** START OF Selection **
What to drink in Austin right now: Two local spirits put a new spin on gin

Austin Reserve Gin Single Barrel Series
Austin Reserve Gin Single Barrel Series

 

Gin starts life as a wallflower. In the beginning, it is nothing more than colorless, odorless, flavorless liquor, sort of like vodka. Then it is distilled again with a mix of juniper berries and other herbs that transform it into an aromatic, sophisticated spirit.

As gorgeous and complex as gin is, it takes on an even more interesting tone when it spends some quality time with oak. Like barrel-aged whiskey, it takes on a comely amber hue and gains a depth of flavor with vanilla, caramel and spices layered in with the botanicals. Local booze maker Treaty Oak Distilling introduced its Waterloo Antique Gin, aged in new American white oak barrels, in autumn 2013. Now two more Austin distilleries are introducing oak-aged gins in time for summer.

Revolution Spirits introduces Austin Reserve Gin Single Barrel Series
Revolution Spirits, a boutique distillery nestled in the rolling hills just outside Dripping Springs, sold its first bottle of gin on February 22, 2014. That happens to be George Washington’s birthday, who was also a distiller and revolutionary. A fitting coincidence.

Revolution makes its flagship Austin Reserve Gin with a blend of six botanicals that includes juniper, rosemary, lavender, lemon grass, pink pepper corn and Texas grapefruit peel. The 100-proof gin is hand-bottled and every label is hand-numbered.

The folks at Revolution Spirits are constantly experimenting with different distilled spirits, like fruit brandies and the just-released coffee liqueur. That spirit of experimentation led them to try barrel-aged gin.
** END OF Selection **
Return the passage of the gin article from "Revolution Spirits introduces" up to and including "try barrel-aged gin.", copied word for word. The material after the gin article can be left aside.
** START OF Supplied entries **
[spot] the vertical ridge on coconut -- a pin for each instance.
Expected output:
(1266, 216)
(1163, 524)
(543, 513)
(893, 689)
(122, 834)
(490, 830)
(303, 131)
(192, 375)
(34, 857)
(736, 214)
** END OF Supplied entries **
| Output below |
Revolution Spirits introduces Austin Reserve Gin Single Barrel Series
Revolution Spirits, a boutique distillery nestled in the rolling hills just outside Dripping Springs, sold its first bottle of gin on February 22, 2014. That happens to be George Washington’s birthday, who was also a distiller and revolutionary. A fitting coincidence.

Revolution makes its flagship Austin Reserve Gin with a blend of six botanicals that includes juniper, rosemary, lavender, lemon grass, pink pepper corn and Texas grapefruit peel. The 100-proof gin is hand-bottled and every label is hand-numbered.

The folks at Revolution Spirits are constantly experimenting with different distilled spirits, like fruit brandies and the just-released coffee liqueur. That spirit of experimentation led them to try barrel-aged gin.